→ Supplied entries:
>>>>
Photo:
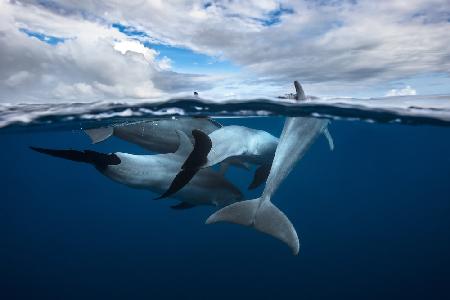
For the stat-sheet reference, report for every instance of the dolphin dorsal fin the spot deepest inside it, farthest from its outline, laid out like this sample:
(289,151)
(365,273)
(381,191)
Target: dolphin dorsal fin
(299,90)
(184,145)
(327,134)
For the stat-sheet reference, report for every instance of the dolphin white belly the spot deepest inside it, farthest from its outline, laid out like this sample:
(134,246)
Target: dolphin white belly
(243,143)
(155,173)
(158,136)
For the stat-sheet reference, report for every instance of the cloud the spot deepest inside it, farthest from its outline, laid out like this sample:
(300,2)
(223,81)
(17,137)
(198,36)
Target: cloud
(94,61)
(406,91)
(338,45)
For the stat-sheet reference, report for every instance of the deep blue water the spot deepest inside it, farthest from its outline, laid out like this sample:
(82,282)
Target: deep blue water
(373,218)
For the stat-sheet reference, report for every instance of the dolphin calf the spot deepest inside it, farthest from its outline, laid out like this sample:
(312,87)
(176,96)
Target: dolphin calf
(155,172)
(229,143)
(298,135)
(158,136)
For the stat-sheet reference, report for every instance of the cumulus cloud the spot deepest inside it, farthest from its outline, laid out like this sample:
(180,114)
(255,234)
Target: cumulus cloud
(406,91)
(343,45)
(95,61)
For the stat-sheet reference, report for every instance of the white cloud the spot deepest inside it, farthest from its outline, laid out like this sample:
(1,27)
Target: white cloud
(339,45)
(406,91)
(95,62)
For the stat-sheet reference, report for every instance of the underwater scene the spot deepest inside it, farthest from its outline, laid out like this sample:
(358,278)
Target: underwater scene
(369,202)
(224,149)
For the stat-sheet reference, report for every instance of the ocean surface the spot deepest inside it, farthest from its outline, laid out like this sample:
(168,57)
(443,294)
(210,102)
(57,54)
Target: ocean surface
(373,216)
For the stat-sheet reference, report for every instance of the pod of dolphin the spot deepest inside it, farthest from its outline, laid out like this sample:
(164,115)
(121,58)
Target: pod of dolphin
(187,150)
<<<<
>>>>
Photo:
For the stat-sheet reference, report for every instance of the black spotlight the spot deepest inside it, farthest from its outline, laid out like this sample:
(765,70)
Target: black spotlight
<<<<
→ To do: Copy out every line of the data above that contains the word "black".

→ Full solution:
For the stat-sheet reference, report for every instance of the black spotlight the spot deepest inside it, farthest from its outline, laid out like this sample:
Target: black spotlight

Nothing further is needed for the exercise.